▶ **BRIEF 1**: Translate this sentence from the colonoscopy coverage text below into Spanish: "Your insurance benefit is based on the reason why you are having the colonoscopy."
▶ **BRIEF 2**: Write a continuation of the colonoscopy coverage text below, picking up after its final sentence.

▶ **EXCERPTED TEXT**:

Defining “Screening Colonoscopy” 

  

Your insurance benefit is based on the reason why you are having the colonoscopy.

Screening (preventative) – the colonoscopy is performed on a patient who does not have symptoms or abnormal findings or known disease.

Diagnostic – the colonoscopy is performed on a patient to identify the cause of a symptom or abnormal finding or to evaluate a known disease (such as history of colon polyps found in a previous colonoscopy).

With respect to colon-cancer screening and prevention, the colonoscopy must be performed before symptoms arise, when the patient feels perfectly well. Cancers detected after symptoms develop are often advanced and incurable. Some insurers and the Affordable Care Act call screening exams a “preventative service.”

Government and private health plans typically provide different levels of benefit based on how a procedure is classified. This classification may determine if a procedure is covered at all, and if covered, it may determine the portion covered by the plan and the member’s deductible and copay responsibility.

Medicare and most private insurers cover a colonoscopy as a colon cancer screening benefit; however, the benefit varies substantially from insurance company to insurance company and even from policy to policy within a single insurance plan. We suggest that you contact your insurance company directly to determine the coverage provided by your insurance carrier.

Screening Benefits

Medicare allows a screening colonoscopy every 10 years for average-risk patients and every 2 years for high-risk patients. In most cases, you will not be advised to have a colonoscopy as frequently as every 2 years even if the benefit allows this.

You are considered high-risk if:

  • A close relative (sibling, parent or child) has had colon cancer or an adenomatous polyp
  • A personal history of colorectal cancer or adenomatous polyps Inflammatory bowel disease, such as Crohn’s or ulcerative colitis


Private insurance companies are not subject to Medicare payment rules and typically have established their own preferred policies and reporting instruction. Private health plans are now subject to regulation under the Affordable Care Act. If you have private insurance, we strongly recommend that you contact your insurance company directly, using the telephone number on your insurance ID card. Be ready to provide your plan numbers and the colonoscopy procedure code (45380) and diagnosis, which is the reason for your procedure, i.e., preventative screening (V76.51), history of polyps (V12.72), abdominal pain (789.07), rectal bleeding (569.3), etc.

▶ **DATA UNDER STUDY**:
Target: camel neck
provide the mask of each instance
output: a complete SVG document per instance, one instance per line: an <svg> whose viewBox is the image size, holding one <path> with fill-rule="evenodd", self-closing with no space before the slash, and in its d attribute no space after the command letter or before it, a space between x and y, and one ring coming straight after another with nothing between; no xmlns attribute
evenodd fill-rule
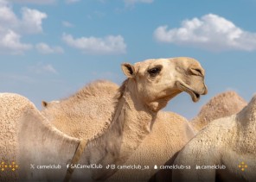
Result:
<svg viewBox="0 0 256 182"><path fill-rule="evenodd" d="M88 143L89 163L101 164L105 169L107 165L123 164L150 134L157 112L139 102L136 92L131 91L136 91L131 81L126 83L109 129ZM93 176L102 179L114 172L101 169Z"/></svg>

▶ **OUTPUT 1**: El beneficio de su seguro se basa en el motivo por el cual se le realiza la colonoscopia.

▶ **OUTPUT 2**:
If your insurance carrier has specific instructions for us with respect to the coding of our services, please communicate this information to our office in advance of your procedure. 

Consultations Prior to Colonoscopy

Dr. Dumois feels that an office visit prior to a procedure is necessary in order to most effectively obtain the information we need to provide safe and effective sedation and endoscopy care.

In order to provide you with a safe, effective, and comfortable procedure, we must have a complete understanding of your medical history, particularly in regard to any past procedures or operations that you may have had, medical problems that you are being treated for, drugs or over-the-counter remedies that you are taking, and any allergies or medication intolerances you may have.

This visit requires a separate charge from the procedure because the medical reimbursement system does not allow for “bundling” of these fees into a global procedure charge. Therefore, you will be expected to pay a specialist co-pay on the day of your consultation and follow-up appointments. This co-pay is usually found on the front of your insurance ID card.